Stated exercise A
Transcribe the passage on the interprocessor resource protocol from "An interprocessor resource protocol" up to and including "following rules apply.".
Stated exercise B
Answer the following questions using the passage on the interprocessor resource protocol.
(i) Which machine is cited as providing hardware support for local memory access coherency?
(ii) On which processors must a copy of an interprocessor resource reside?
(iii) What factor, upon which the optimal ordering of scheduled processes depends, cannot be predicted accurately?

Provided text

An interprocessor resource protocol must be designed to: (1) track when an interprocessor resource is in use; (2) determine where the latest copy resides; and (3) update a copy when necessary before it is used. More specifically, the following rules apply.

- A copy of an interprocessor resource must reside on each processor that contains a process that shares it.
- When a process that shares an interprocessor resource is running, no other copies may be used.
- Before a process that shares an interprocessor resource can run, an interlocking check must be made that ensures no other process is running that shares it, and a return of *free* implies that it is now locked up for use by only that process.
- Before a process that shares an interprocessor resource can run, the latest copy of the resource must reside in the processor containing that process.

Implementation of this protocol may depend upon the hardware architecture. For example, the Kendall Square Research machine, KSR-1, provided hardware support for local memory access coherency. This was described in the paper by Frank, [1]. When "built-in" facilities are available, they should be used because of the speed advantages they can provide.

#### ADDITIONAL SPEED UP FACTORS

There are a number of additional considerations for more effective use of parallel processors to improve speed. We will cover the most attractive of these in this section. All can be implemented downstream, if and when they are deemed desirable.

## **Optimal Ordering Of Scheduled Processes**

As previously indicated depending upon the order in which processes are run, more or less of them can be run concurrently, affecting the overall running time. Theoretically, processes can be picked in an order that maximizes concurrent processing, and therefore minimizes run time. This will depend, in general, upon the length of time each scheduled process runs, a factor that cannot be predicted accurately.

Raw records

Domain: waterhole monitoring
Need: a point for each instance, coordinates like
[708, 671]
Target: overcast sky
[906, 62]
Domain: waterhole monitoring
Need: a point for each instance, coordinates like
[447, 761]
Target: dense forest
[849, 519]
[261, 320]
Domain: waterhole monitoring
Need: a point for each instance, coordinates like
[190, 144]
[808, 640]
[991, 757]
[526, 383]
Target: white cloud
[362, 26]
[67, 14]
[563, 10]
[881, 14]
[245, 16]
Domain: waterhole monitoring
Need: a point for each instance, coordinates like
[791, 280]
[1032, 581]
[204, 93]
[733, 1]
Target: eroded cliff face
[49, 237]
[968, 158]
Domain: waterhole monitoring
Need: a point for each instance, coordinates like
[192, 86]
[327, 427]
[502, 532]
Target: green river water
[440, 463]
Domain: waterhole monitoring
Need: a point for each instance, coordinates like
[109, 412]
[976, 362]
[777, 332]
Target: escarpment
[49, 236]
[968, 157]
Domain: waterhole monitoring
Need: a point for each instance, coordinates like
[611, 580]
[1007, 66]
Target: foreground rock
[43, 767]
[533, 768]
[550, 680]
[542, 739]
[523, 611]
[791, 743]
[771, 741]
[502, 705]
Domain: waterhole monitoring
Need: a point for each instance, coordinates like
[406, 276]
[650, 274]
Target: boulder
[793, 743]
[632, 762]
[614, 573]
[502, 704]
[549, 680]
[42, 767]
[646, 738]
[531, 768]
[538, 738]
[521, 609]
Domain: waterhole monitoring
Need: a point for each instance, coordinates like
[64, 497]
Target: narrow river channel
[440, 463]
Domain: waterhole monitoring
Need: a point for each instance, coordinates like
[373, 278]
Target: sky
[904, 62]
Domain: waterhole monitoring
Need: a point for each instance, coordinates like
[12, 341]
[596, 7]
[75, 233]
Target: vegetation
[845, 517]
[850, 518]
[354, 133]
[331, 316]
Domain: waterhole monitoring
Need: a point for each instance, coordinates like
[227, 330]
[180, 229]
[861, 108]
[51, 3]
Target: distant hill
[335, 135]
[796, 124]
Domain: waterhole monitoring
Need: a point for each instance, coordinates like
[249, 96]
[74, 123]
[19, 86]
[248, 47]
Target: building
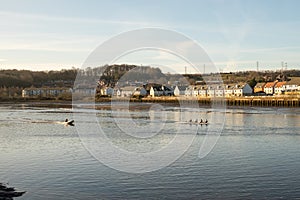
[45, 92]
[242, 89]
[279, 88]
[180, 90]
[129, 91]
[259, 87]
[292, 85]
[269, 87]
[156, 91]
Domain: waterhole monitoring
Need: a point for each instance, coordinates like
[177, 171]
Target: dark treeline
[117, 73]
[27, 78]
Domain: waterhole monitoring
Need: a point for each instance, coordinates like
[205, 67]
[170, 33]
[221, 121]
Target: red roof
[270, 84]
[280, 84]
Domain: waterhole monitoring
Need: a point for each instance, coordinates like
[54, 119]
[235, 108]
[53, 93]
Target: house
[168, 91]
[279, 88]
[85, 90]
[211, 91]
[202, 91]
[180, 90]
[106, 91]
[259, 87]
[129, 91]
[45, 92]
[229, 91]
[156, 91]
[242, 89]
[188, 91]
[292, 85]
[269, 87]
[219, 91]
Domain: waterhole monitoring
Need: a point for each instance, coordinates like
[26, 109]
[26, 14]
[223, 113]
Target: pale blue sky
[55, 34]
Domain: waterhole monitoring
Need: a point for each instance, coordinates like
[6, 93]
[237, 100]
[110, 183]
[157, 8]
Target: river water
[257, 155]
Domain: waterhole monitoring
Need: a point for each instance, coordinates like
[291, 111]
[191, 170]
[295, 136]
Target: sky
[235, 34]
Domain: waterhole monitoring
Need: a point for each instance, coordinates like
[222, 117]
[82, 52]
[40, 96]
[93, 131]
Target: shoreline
[246, 101]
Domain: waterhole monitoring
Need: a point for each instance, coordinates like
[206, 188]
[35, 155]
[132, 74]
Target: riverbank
[256, 101]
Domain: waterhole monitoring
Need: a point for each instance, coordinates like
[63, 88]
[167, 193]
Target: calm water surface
[256, 157]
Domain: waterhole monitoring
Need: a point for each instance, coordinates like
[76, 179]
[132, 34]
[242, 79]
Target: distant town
[145, 81]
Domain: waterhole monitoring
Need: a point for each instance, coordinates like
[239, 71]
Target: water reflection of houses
[218, 90]
[129, 91]
[46, 92]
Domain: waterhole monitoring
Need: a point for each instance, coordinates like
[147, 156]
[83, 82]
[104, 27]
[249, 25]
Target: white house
[211, 91]
[129, 91]
[156, 91]
[242, 89]
[202, 91]
[219, 91]
[269, 87]
[229, 91]
[180, 90]
[45, 92]
[107, 91]
[292, 85]
[280, 88]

Exercise solution A
An interprocessor resource protocol must be designed to: (1) track when an interprocessor resource is in use; (2) determine where the latest copy resides; and (3) update a copy when necessary before it is used. More specifically, the following rules apply.

Exercise solution B
(i) The KSR-1, made by Kendall Square Research.
(ii) On each processor that contains a process that shares it.
(iii) The length of time each scheduled process runs.